Could you duplicate all of the data below line for line, omitting the pictures?

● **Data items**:
--- start ---

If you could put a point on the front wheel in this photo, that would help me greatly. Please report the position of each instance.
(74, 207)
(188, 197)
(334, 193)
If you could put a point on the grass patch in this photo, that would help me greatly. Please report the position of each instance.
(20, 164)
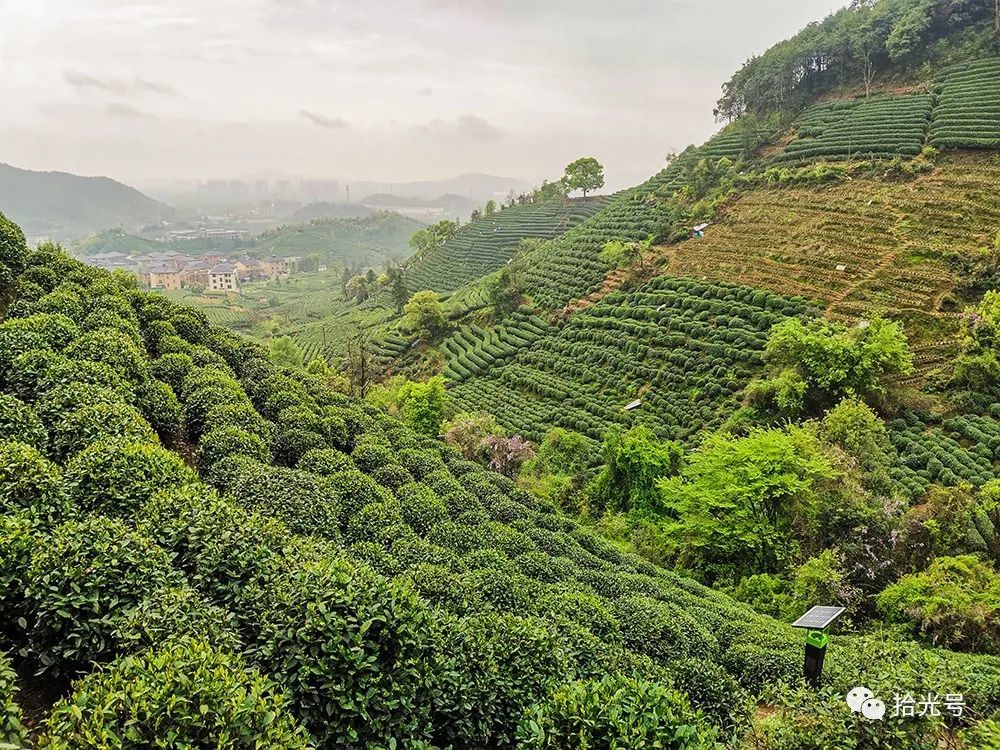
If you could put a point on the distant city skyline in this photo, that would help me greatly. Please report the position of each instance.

--- end ---

● **EXERCISE RESULT**:
If you could put a point on the front wheel in this photo, that would help me greatly. Please report the position of each instance.
(74, 207)
(188, 197)
(334, 193)
If you could put a point on the grass patch in this photo, that would help me greatly. Please report the position of each instance.
(20, 164)
If you could put a point on the distant city skyline in this photo, that would help me greatly. Please report the position of each instance.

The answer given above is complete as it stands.